----- Data lines -----

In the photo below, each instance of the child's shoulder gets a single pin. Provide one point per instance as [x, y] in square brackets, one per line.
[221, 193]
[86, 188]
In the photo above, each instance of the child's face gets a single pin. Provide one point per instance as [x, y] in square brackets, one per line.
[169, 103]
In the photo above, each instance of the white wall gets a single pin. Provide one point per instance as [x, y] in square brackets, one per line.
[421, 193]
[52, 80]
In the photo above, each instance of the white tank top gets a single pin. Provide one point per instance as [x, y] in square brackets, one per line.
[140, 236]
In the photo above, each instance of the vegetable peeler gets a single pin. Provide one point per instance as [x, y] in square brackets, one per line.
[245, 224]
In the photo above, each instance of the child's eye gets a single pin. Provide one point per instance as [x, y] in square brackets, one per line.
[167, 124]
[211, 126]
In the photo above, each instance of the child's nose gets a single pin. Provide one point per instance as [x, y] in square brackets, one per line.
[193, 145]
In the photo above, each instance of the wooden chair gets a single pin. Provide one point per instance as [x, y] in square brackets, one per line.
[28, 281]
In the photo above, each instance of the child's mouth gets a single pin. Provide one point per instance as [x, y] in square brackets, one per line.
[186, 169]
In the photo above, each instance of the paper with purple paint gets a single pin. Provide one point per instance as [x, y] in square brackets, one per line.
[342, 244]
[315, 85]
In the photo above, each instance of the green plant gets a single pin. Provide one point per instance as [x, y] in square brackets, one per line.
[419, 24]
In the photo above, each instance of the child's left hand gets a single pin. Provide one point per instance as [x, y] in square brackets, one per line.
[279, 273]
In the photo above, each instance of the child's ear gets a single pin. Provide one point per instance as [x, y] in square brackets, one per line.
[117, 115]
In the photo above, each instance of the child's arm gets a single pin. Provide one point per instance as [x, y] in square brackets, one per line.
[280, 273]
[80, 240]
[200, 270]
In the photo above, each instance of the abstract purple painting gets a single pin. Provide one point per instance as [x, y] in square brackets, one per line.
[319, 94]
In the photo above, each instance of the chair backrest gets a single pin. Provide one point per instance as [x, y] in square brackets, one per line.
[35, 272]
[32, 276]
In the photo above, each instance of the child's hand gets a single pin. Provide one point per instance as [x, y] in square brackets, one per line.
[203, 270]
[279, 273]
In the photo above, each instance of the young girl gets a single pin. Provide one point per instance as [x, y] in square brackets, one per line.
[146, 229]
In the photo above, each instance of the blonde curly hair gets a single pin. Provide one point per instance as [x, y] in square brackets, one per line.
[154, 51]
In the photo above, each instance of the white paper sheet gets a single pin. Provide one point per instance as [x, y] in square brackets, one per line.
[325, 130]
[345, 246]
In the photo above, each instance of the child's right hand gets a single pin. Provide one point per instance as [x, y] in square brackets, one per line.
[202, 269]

-----
----- Data lines -----

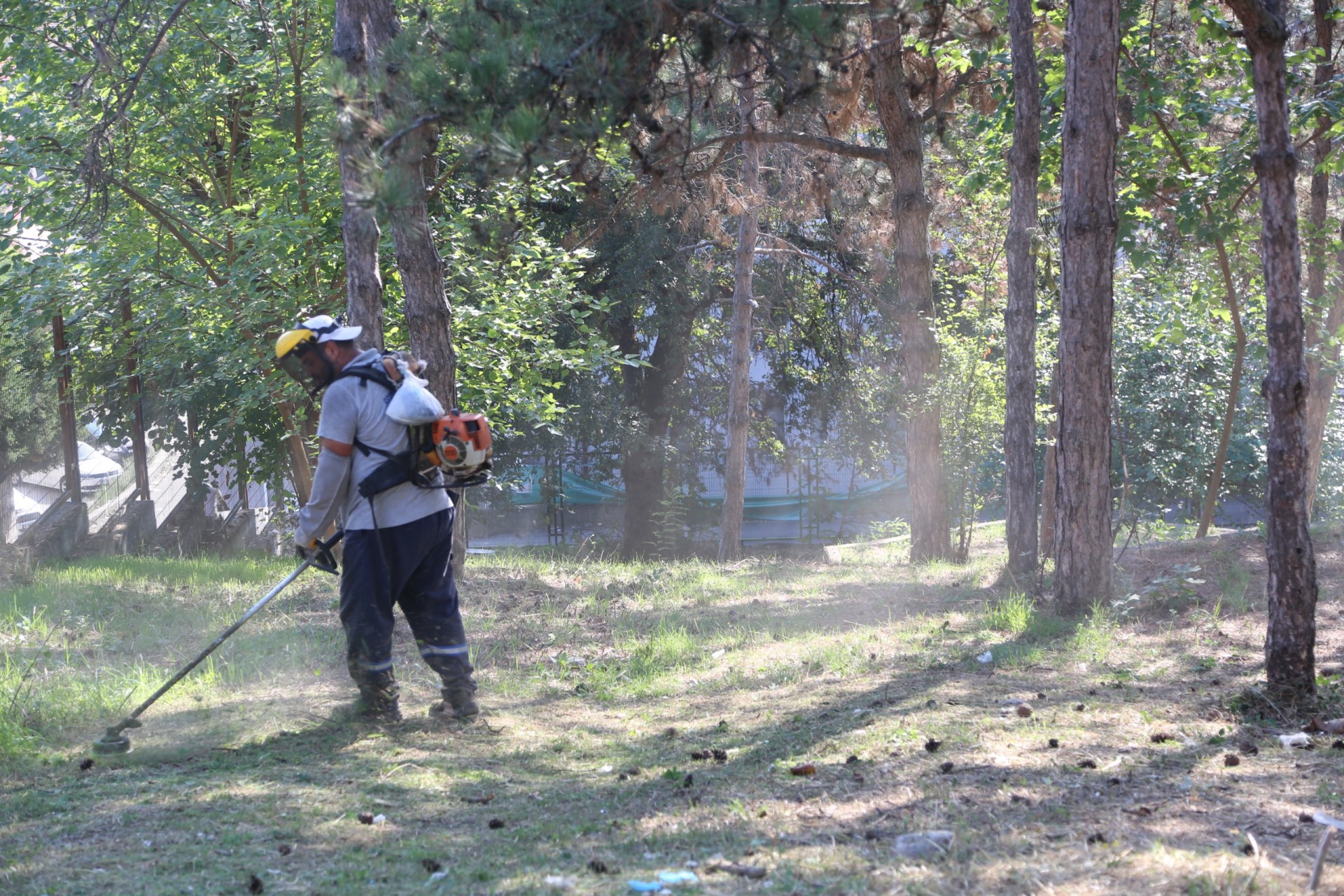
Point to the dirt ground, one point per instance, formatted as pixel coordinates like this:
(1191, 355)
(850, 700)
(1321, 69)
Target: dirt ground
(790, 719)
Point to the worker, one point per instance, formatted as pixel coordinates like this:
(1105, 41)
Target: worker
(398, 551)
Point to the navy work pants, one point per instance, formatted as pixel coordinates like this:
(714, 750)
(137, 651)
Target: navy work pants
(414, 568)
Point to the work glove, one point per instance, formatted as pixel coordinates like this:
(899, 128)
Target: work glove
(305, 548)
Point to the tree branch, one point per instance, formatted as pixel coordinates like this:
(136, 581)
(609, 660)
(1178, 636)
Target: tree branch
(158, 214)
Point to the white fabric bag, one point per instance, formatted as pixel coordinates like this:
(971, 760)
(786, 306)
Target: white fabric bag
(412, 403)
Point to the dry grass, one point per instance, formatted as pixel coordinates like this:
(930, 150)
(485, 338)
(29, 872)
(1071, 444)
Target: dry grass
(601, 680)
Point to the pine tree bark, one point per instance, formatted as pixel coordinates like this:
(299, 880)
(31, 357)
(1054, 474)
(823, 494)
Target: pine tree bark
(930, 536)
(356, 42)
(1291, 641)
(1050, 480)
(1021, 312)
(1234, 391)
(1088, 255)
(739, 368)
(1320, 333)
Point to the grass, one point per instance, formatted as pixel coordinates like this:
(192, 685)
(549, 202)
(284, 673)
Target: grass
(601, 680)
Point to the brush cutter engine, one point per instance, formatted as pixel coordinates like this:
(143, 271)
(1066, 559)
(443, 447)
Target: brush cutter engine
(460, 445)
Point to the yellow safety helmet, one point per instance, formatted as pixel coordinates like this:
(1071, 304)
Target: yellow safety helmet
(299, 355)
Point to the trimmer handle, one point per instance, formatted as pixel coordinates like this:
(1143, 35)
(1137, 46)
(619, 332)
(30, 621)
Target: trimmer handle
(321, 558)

-----
----- Data lines -----

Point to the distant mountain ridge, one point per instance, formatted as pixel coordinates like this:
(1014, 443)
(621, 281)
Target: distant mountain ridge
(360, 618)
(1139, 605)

-----

Aim of the task: Extract every line of the records above that contains the word "engine". Case counts.

Solution to this exercise:
Point to the brush cutter engine, one point per instance, formatted as pixel coordinates like this:
Target: brush cutter engine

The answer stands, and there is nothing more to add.